-- Task data follows --
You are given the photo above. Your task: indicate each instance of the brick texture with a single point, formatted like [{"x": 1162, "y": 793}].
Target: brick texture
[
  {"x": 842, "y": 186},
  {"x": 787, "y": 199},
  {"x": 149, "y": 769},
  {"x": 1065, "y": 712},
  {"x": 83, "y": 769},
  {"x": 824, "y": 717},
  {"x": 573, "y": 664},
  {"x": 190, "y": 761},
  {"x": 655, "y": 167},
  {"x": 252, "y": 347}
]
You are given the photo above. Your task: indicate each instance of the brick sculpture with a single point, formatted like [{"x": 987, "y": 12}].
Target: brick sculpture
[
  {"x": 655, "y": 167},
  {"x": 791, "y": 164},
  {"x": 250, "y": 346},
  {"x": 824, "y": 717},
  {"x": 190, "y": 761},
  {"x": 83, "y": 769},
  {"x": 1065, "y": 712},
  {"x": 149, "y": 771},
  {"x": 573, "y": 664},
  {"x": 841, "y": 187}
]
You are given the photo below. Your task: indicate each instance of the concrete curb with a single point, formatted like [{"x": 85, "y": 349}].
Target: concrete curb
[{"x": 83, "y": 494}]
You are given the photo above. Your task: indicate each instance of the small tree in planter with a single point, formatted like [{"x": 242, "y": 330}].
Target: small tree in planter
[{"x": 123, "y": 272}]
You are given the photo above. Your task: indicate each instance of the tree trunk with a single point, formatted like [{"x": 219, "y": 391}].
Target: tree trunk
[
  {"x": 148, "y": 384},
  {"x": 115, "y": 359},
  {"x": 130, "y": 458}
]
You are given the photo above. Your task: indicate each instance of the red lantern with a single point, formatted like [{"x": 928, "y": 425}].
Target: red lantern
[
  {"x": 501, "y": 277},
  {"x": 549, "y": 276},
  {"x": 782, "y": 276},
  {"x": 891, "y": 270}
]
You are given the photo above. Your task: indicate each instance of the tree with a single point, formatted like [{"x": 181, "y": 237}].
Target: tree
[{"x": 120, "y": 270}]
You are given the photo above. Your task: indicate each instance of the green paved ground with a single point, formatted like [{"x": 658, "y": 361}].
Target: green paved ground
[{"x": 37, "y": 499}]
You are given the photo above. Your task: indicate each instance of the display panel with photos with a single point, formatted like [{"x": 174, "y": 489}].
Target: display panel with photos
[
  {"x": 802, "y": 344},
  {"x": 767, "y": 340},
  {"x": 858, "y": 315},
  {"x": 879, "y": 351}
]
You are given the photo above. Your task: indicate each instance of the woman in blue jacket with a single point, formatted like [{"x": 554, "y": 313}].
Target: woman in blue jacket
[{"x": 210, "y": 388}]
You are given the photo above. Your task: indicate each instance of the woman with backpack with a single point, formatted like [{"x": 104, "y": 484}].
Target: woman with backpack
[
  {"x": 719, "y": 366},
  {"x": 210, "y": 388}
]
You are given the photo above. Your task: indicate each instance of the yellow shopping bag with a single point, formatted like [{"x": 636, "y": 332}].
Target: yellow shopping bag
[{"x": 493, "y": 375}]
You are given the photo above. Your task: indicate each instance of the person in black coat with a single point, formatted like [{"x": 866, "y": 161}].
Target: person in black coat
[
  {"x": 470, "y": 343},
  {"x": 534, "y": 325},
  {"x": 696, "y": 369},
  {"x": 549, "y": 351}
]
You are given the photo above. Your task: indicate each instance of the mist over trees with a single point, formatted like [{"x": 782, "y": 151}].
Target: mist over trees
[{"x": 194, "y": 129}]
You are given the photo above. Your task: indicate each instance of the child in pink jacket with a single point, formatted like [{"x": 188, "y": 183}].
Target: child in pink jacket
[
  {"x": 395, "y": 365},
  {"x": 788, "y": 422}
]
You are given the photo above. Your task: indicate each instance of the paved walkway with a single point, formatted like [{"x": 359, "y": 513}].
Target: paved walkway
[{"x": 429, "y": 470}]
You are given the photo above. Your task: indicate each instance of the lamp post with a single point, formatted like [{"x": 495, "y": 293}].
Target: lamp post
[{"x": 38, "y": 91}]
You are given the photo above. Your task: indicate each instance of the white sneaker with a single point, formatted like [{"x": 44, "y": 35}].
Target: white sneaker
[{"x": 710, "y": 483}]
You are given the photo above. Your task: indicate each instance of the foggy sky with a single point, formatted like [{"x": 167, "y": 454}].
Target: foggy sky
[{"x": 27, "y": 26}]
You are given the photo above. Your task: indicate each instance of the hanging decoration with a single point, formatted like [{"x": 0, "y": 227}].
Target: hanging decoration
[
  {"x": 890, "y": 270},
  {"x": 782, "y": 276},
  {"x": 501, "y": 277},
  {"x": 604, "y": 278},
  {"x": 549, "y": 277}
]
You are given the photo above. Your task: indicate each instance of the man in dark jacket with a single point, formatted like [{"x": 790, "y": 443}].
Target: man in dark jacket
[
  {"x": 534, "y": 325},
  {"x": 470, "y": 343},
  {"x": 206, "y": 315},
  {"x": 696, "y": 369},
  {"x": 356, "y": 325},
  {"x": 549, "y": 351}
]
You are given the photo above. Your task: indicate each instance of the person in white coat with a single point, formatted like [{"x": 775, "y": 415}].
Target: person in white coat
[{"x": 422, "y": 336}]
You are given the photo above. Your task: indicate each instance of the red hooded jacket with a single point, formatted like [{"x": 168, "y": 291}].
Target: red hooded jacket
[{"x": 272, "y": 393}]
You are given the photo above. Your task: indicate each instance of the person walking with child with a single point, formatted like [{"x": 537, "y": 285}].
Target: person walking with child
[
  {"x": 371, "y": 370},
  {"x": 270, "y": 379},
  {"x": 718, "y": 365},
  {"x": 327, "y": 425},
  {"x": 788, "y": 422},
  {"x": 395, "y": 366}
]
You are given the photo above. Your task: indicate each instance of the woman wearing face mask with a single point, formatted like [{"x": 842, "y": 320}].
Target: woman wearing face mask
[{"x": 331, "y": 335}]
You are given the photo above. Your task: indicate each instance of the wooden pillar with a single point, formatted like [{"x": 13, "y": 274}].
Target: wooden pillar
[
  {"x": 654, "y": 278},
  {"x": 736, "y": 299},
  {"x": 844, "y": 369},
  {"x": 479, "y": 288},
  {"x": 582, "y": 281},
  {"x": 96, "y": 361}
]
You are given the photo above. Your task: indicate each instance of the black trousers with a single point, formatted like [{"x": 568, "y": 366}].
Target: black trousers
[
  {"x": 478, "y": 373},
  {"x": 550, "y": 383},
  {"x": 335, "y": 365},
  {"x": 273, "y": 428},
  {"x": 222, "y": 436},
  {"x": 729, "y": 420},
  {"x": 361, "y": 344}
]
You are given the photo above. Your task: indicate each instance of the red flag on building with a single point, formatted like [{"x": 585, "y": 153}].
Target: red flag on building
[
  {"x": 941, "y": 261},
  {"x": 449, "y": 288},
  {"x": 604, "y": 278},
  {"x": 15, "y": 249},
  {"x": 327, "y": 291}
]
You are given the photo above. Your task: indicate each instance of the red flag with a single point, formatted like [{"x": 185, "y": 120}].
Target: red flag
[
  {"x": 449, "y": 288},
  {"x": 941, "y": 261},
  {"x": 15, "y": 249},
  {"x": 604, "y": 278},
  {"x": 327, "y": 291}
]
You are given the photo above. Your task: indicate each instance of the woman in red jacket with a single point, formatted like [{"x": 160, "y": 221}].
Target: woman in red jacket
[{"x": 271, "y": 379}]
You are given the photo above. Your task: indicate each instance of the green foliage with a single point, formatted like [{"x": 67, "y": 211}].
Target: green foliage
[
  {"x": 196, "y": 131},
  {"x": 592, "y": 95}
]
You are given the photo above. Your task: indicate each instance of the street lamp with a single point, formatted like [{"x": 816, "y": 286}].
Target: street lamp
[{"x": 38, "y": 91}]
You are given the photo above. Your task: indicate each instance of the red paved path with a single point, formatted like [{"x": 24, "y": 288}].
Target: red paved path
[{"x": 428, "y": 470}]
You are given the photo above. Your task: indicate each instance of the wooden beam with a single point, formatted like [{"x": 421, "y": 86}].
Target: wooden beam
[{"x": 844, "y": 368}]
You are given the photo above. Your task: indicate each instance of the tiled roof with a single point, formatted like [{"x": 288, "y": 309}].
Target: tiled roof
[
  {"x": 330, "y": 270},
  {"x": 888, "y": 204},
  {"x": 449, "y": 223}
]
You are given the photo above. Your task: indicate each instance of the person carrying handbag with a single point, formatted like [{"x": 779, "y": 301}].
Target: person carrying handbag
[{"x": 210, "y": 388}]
-- Task data concluded --
* What needs to be done: Type out again, exactly as written, the lines from the beginning of the material through the one containing "the brick sculpture".

* Exercise solution:
You are given the photo above. Your task: indicate each instance of the brick texture with a single point, formatted like [{"x": 1162, "y": 793}].
Target: brick texture
[
  {"x": 842, "y": 186},
  {"x": 787, "y": 199},
  {"x": 149, "y": 769},
  {"x": 1065, "y": 712},
  {"x": 83, "y": 769},
  {"x": 824, "y": 717},
  {"x": 573, "y": 664},
  {"x": 190, "y": 761},
  {"x": 655, "y": 167},
  {"x": 252, "y": 347}
]
You are given the photo above. Your task: indicate each instance of the brick sculpture with a single point, formatted like [{"x": 987, "y": 12}].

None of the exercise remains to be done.